> DIRECTIVE:
Please copy out the entries below, word for word, from the line containing "Can you find the blue sky?" through the line containing "<point>900,784</point>", including both of those lines.

○ ○ ○

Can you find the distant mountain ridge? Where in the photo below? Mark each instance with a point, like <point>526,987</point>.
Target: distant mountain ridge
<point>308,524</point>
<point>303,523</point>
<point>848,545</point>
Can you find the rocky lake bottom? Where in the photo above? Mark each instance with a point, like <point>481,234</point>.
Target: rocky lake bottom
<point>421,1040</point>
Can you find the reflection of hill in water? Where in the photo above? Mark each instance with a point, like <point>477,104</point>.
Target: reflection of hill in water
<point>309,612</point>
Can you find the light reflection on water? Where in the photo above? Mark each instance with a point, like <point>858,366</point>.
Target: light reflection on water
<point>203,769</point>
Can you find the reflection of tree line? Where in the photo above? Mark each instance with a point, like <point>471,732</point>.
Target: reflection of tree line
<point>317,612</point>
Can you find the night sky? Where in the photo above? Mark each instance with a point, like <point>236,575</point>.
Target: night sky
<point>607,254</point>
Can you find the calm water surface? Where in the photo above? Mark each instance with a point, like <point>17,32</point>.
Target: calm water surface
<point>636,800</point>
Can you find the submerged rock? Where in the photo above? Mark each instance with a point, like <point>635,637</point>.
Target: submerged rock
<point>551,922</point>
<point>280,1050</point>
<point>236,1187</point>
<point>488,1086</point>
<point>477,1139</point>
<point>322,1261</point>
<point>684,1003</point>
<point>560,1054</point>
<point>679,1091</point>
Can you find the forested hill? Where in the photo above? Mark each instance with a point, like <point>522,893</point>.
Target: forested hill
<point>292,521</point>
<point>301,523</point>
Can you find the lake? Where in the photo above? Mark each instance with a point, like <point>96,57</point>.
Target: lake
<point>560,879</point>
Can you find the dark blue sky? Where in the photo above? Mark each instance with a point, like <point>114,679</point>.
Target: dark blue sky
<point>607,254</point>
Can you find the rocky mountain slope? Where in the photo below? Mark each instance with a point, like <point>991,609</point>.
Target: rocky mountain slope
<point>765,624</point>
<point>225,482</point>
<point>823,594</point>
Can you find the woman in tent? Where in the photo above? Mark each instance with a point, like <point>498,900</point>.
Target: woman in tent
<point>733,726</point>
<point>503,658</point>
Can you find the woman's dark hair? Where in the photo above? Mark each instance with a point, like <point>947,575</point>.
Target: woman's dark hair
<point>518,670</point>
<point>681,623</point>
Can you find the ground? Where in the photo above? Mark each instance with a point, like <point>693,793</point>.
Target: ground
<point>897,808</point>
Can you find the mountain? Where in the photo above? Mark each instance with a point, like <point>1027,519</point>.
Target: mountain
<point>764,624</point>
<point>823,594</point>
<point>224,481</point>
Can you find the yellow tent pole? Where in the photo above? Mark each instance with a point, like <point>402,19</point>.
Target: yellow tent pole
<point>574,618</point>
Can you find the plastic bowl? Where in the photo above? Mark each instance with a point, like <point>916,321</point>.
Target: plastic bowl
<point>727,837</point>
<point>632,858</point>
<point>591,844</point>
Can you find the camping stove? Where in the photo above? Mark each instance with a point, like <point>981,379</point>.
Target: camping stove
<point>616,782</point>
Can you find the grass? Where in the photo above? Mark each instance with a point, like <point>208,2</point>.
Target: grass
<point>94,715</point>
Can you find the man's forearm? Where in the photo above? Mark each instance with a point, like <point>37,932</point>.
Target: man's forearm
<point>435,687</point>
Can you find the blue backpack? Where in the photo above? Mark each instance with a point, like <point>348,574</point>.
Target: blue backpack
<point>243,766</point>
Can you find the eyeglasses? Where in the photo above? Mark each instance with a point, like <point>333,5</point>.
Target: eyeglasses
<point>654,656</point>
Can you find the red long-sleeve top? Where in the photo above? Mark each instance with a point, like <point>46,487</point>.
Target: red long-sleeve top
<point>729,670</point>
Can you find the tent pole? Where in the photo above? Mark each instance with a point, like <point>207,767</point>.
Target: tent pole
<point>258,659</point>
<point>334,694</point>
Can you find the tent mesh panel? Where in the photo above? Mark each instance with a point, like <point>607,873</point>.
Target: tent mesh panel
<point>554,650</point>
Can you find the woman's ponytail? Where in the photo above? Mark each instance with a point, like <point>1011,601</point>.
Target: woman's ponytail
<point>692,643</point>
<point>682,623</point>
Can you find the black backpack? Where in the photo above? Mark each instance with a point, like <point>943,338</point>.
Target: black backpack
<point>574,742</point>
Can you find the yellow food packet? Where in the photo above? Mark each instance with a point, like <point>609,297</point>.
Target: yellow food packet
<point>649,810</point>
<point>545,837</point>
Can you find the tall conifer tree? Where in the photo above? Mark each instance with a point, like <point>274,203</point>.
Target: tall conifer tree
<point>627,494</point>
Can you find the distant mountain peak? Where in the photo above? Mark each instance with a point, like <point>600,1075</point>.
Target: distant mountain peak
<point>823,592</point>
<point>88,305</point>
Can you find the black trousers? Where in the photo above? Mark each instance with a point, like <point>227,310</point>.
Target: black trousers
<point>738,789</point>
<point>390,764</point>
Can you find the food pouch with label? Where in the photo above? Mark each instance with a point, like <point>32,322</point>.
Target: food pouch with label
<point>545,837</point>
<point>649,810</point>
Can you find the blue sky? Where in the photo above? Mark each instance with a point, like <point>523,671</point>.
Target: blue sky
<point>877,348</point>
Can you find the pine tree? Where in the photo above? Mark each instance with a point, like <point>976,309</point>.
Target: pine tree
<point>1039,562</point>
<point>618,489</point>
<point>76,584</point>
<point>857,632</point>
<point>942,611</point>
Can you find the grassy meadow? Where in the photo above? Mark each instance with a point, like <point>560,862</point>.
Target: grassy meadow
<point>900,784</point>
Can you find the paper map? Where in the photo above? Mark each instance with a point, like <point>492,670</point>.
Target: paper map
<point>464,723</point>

○ ○ ○

> ANSWER IN FULL:
Can you find the blue sky? Where in the photo above? Mark each instance with a point, like <point>523,671</point>.
Target: blue sky
<point>877,348</point>
Can you find the pine tree? Where in the photo above? Mark each instance with a point, like <point>976,309</point>.
Target: pine tree
<point>1039,562</point>
<point>618,489</point>
<point>76,584</point>
<point>857,632</point>
<point>942,611</point>
Can you find the grassy meadow? Where in the photo above? Mark each instance with a point, like <point>560,862</point>.
Target: grassy meadow
<point>900,784</point>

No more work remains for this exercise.